WHAT THE EXERCISE ASKS -
Can you pull out every line below that contains the word "handle" and copy each one?

INFORMATION PROVIDED -
-*-*-
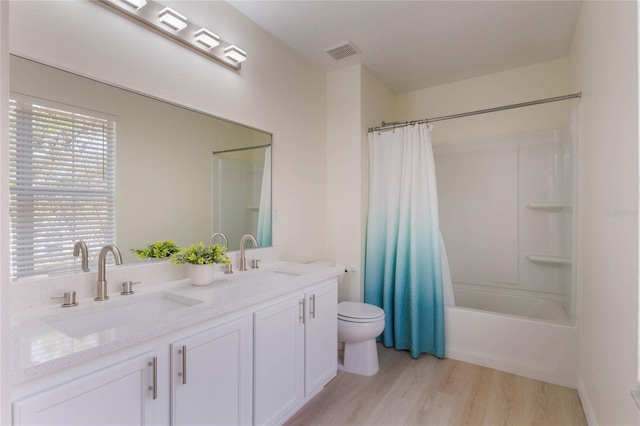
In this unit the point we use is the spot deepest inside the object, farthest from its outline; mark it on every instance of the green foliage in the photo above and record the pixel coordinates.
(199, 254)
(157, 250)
-*-*-
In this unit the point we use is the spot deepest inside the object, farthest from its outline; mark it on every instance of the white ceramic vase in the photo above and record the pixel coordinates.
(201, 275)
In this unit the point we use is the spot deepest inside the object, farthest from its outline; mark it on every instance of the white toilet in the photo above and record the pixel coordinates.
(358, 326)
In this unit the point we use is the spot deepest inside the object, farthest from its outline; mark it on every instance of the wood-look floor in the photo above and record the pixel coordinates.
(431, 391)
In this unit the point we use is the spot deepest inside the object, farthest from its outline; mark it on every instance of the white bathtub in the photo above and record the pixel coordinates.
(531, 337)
-*-*-
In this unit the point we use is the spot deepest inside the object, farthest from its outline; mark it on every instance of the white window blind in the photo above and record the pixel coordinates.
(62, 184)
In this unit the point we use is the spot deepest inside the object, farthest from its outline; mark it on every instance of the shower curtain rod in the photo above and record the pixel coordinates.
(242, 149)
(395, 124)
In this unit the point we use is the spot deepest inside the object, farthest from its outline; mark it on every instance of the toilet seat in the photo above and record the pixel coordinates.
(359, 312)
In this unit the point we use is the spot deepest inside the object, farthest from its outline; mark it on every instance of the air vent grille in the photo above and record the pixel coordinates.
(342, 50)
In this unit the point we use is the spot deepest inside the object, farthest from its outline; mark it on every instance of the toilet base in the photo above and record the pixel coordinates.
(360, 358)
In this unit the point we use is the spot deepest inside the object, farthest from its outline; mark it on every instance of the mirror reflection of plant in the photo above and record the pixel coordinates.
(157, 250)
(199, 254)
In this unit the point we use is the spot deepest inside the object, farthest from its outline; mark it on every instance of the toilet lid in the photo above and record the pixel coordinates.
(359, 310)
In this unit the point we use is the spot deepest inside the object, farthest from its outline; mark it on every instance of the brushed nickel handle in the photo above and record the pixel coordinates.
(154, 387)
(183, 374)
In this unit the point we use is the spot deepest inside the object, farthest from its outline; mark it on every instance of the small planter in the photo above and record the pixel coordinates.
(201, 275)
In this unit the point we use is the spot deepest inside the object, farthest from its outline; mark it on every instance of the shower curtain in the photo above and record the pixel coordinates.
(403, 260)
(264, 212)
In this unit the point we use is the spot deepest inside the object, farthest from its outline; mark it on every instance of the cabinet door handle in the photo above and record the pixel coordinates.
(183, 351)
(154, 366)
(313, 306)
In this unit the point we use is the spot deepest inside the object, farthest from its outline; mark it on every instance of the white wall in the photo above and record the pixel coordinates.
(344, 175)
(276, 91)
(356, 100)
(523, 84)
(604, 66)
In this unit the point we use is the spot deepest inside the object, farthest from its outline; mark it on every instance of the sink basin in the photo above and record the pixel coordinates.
-*-*-
CORRECT RESPONSE -
In this unit the point we use is the spot deepest inside the object, farthest from its outline; mark it on every instance of the brushed nickel handle in the photo above and record the pixel coordinates.
In this unit the point we use is the spot deepest inside the object, farthest from its outline; mark it on every instance of the cabinet door handle in the photo above and record the pixel coordinates.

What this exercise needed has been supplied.